### [ESTRATTO DEL DOCUMENTO]
# # # # # # #

Con i partiti della vecchia maggioranza che guardano ancora nello specchietto retrovisore rinfacciandosi ogni sorta di nefandezza, la politica tutta è chiamata a scelte cruciali. Considerando l’altissimo profilo della figura, l’incarico a Mario Draghi è innanzitutto un evento carico del sapore simbolico dell’“ultima chiamata”. È come se si materializzasse quello che sinora era stato ventilato come una specie di evento tra il palingenetico e il disperato. Sono anni che il nome dell’ex Presidente della Bce viene evocato, a ogni crisi, come extrema ratio per salvare il paese.

Sul piano istituzionale l’iniziativa presidenziale è la certificazione del collasso di un sistema di governo incapace di assicurare stabilità ed efficienza. L’ultima propaggine di un male antico che la classe politica non è mai riuscita (o non ha voluto) affrontare e risolvere. Tra le grandi democrazie nessuna vive una situazione anche lontanamente paragonabile alla nostra. Ovunque governano maggioranze o presidenti scelti direttamente dai cittadini o, tutt’al più, e raramente, grandi coalizioni necessitate, ma certamente non auspicate, dalle forze politiche. L’Italia è l’unico paese che vive la zoppia di governi deboli, continuamente cambiati, anche tre o quattro volte nella legislatura, secondo un modello di parlamentarismo arcaico e inconcludente che tutti sanno essere il nostro vero tallone d’Achille. Solo in questa legislatura abbiamo avuto, finora, due governi con maggioranze radicalmente diverse e tutte tra partiti fieramente avversari alle elezioni.

# # # # # # #

### [DATI FORNITI]
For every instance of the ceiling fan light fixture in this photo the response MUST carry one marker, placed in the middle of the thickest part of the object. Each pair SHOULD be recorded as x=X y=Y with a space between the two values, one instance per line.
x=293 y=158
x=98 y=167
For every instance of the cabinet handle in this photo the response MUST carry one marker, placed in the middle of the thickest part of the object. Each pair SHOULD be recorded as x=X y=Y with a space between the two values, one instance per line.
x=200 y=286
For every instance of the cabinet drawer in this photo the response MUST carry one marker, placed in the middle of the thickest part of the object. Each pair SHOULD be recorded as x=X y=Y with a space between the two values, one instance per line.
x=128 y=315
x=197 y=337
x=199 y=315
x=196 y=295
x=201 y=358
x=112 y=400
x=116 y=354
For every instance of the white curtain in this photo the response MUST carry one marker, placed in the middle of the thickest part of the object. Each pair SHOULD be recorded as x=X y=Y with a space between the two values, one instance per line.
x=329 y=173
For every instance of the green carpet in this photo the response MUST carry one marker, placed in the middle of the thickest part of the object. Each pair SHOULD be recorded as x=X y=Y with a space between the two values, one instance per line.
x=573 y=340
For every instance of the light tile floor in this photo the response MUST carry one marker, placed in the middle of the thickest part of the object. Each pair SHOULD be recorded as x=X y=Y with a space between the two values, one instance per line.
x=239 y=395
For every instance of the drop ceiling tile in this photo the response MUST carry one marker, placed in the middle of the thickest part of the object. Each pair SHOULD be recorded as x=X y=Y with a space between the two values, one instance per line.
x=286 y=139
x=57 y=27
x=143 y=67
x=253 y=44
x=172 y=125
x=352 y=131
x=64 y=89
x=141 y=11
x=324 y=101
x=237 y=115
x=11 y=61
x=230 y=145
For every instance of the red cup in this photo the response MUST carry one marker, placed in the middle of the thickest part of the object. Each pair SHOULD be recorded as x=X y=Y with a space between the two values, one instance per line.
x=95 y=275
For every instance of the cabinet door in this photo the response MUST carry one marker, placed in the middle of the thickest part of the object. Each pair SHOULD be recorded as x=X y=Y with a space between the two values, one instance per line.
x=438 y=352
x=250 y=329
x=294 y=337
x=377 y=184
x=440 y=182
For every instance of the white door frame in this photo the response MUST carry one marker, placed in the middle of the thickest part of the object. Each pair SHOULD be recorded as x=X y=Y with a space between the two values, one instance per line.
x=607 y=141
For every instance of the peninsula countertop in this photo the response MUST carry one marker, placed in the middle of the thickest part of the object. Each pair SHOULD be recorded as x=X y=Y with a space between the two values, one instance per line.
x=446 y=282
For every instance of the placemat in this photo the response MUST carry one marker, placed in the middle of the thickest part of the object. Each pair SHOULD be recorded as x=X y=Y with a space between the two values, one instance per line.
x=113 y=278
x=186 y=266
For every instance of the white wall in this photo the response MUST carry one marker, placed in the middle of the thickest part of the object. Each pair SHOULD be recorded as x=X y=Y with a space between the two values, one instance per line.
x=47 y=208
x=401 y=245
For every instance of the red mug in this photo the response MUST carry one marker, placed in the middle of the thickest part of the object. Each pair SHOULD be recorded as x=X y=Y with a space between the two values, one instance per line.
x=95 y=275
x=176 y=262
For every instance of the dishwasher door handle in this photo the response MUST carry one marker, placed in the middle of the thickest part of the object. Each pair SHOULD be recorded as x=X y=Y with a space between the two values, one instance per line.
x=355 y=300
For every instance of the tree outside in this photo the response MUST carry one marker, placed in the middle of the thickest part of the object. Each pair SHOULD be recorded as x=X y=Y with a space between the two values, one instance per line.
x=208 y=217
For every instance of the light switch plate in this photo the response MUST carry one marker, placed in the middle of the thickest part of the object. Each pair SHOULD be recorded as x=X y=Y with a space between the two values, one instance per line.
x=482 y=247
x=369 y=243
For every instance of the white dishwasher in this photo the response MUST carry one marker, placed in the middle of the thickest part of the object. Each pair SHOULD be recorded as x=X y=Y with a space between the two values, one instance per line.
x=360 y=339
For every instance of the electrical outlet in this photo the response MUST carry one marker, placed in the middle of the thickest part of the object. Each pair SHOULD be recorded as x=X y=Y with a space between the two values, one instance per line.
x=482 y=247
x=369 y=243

# # # # # # #

### [BREVE QUESITO 1]
Secondo il testo sull'incarico a Mario Draghi, quanti governi ha avuto finora questa legislatura?
### [BREVE QUESITO 2]
Prosegui per favore il testo sull'incarico a Mario Draghi, partendo dopo la sua ultima frase.

### [RISPOSTA AL COMPITO 1]
Due governi, con maggioranze radicalmente diverse.

### [RISPOSTA AL COMPITO 2]
La patologia dunque non è l’intervento deciso del Capo dello Stato, costretto ancora una volta a quel ruolo di supplenza che ormai tanti dei suoi predecessori hanno dovuto esercitare. La patologia sta nel fatto che questa supplenza sia ormai quasi permanente, perché nulla è stato fatto per evitare che ciò dovesse ripetersi. E ancora ieri (e forse oggi) i partiti discettavano di legge proporzionale, la quale avrebbe solo l’effetto di rafforzare ancora di più l’instabilità, i poteri di veto e il trasformismo parlamentare. Tutto il contrario di quanto si dovrebbe fare, cominciando da quella riforma della Costituzione che inseguiamo da mezzo secolo. Cosa deve ancora accadere perché la politica abbia un sussulto di responsabilità e metta in agenda qualche riforma costituzionale seria che metta in sicurezza il paese?

In questo contesto e con questo Parlamento, ormai chiaramente non più rappresentativo degli orientamenti dell’elettorato, la scelta di Draghi apre una speranza ma conferma, allo stesso tempo, un dramma. Di fronte a questo tentativo, gli scenari sono fondamentalmente tre. I primi due sono facilmente intuibili. Il tentativo riesce e si va avanti ad oltranza con un esecutivo che rappresenta il meglio di quanto un governo istituzionale possa offrire. Sarebbe, peraltro, il primo governo di questo genere a non nascere all’insegna dell’austerity e delle “lacrime e sangue”. Perché, con il Recovery Plan, la prospettiva è quella di politiche espansive, anche attraverso il ricorso a quello che lo stesso Draghi ha definito “debito buono”. E di cui sarebbe garante.

Il secondo scenario è quello che invece il tentativo fallisca e si vada ad elezioni. Se fossero subito è veramente difficile prevedere quanto peserebbe nelle scelte degli elettori il fallimento del tentativo di Draghi. È probabile, infatti, che non mancherebbe chi voglia sfruttare in campagna elettorale recriminando per l’occasione persa e additando i responsabili come sabotatori della speranza. Per questo motivo la scelta sul sostegno al tentativo di Draghi è assai più problematica per chi, a cominciare dal centro-destra, è tentato dalla strada delle elezioni e dalla possibilità concreta di incassare il successo promesso da tutti i sondaggi. Successo che potrebbe, invece, affievolirsi man mano che la prospettiva delle urne si allontana.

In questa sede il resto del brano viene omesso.